◆ What you have to do: Reproduce the following material exactly, including every line.

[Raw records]
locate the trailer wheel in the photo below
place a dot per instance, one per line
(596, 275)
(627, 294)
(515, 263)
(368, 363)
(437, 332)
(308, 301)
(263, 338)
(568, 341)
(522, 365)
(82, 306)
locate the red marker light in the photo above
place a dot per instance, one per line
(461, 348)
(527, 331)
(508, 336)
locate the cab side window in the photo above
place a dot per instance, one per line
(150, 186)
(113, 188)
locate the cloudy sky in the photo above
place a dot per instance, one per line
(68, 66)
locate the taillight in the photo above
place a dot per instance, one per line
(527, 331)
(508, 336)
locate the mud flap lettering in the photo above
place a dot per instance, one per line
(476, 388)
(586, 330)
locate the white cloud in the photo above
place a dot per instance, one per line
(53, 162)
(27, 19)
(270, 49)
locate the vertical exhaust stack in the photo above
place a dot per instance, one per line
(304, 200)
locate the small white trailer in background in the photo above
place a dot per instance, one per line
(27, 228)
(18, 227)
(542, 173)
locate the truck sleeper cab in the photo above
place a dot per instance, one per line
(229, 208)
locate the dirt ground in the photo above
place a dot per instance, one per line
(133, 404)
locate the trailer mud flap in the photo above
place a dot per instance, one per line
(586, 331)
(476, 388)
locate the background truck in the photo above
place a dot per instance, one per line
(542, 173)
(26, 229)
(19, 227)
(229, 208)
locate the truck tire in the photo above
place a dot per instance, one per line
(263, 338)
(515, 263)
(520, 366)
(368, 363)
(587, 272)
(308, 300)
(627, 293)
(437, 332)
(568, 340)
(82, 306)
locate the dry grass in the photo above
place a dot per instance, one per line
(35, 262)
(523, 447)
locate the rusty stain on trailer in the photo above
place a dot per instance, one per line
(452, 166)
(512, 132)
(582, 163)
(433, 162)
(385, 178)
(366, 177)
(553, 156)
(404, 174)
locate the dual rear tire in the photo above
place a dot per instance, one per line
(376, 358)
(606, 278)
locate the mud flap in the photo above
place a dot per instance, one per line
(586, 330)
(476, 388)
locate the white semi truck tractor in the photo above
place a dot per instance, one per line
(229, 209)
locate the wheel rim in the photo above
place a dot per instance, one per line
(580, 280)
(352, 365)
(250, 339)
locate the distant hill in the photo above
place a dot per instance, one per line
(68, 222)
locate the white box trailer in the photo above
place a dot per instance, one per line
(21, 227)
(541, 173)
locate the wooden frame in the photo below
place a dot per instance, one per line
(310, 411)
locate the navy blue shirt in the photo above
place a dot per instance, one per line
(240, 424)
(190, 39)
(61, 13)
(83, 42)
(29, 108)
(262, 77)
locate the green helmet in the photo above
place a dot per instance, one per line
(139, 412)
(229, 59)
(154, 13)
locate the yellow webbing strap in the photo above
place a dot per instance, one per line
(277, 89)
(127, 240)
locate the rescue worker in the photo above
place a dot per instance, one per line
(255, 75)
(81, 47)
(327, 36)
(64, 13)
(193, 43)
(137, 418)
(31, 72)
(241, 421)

◆ Reply to the exercise:
locate the trailer wheel in the photo below
place a dot per instance, one per line
(596, 275)
(627, 294)
(515, 263)
(368, 363)
(437, 332)
(308, 301)
(263, 338)
(568, 341)
(522, 365)
(82, 306)
locate the red marker light in the photo above
place a dot per instance, one per line
(461, 348)
(527, 331)
(508, 336)
locate the cab side window in the photo above
place a dot per instance, one per line
(150, 186)
(113, 188)
locate the cloudy sky in the photo above
place a dot per instance, one per line
(68, 66)
locate the taillight in the photo above
place a dot per instance, one per line
(527, 331)
(508, 336)
locate the mud flap lettering in the photo above
place a dot per instance, one per line
(476, 388)
(586, 330)
locate the white cloud in the photo above
place a dot per instance, one per line
(53, 162)
(27, 19)
(270, 49)
locate the vertical exhaust stack in the photo above
place a dot per instance, one per line
(304, 200)
locate the small white trailer in background in the photo above
place a dot per instance, one per line
(27, 228)
(18, 227)
(542, 173)
locate the truck sleeper cab in the photo above
place a dot per instance, one per line
(229, 208)
locate the dirt ground in the photo above
place a dot per instance, one per line
(133, 404)
locate the trailer mud flap in the photo above
place a dot per instance, one per line
(586, 331)
(476, 388)
locate the background truck in the photo above
place a dot per instance, one per line
(542, 173)
(26, 229)
(19, 227)
(229, 208)
locate the truck tire in the photo above
place a dot per instance, one per line
(263, 338)
(515, 263)
(520, 366)
(368, 363)
(587, 272)
(308, 300)
(627, 293)
(437, 332)
(568, 340)
(82, 306)
locate the dry grass in the photo above
place a dot per instance, one per line
(35, 262)
(523, 447)
locate the rusty stain on trailer in the photo above
place a dot per instance, one per line
(452, 166)
(512, 132)
(582, 163)
(433, 162)
(385, 178)
(366, 177)
(553, 156)
(404, 174)
locate the dual rear tire in the photo above
place a dot per instance, one per line
(376, 358)
(606, 278)
locate the mud flap in the photo above
place a dot per instance, one per line
(586, 330)
(476, 388)
locate the white semi truck tractor in the photo above
place a dot per instance, one per line
(229, 209)
locate the wheel rim in the photo above
place a dot per instance, one per line
(580, 280)
(352, 365)
(250, 339)
locate the distant hill in the photo above
place a dot per instance, one per line
(68, 222)
locate the white box trailer in the photo above
place a dot per instance, one per line
(21, 227)
(541, 173)
locate the wooden frame in the photo below
place a dot per instance, one per line
(310, 411)
locate the navy blue shirt in the photo above
place a dot per instance, one per line
(240, 424)
(190, 39)
(61, 13)
(83, 42)
(29, 108)
(262, 77)
locate the green helmet in the photo above
place a dot per instance, one per line
(139, 412)
(229, 59)
(154, 13)
locate the yellow webbing strap in the photo above
place a dot per instance, one per line
(277, 89)
(127, 240)
locate the rescue worker in the photo above
place a dot per instance, one per line
(255, 75)
(81, 47)
(327, 36)
(64, 13)
(193, 43)
(137, 418)
(31, 72)
(241, 421)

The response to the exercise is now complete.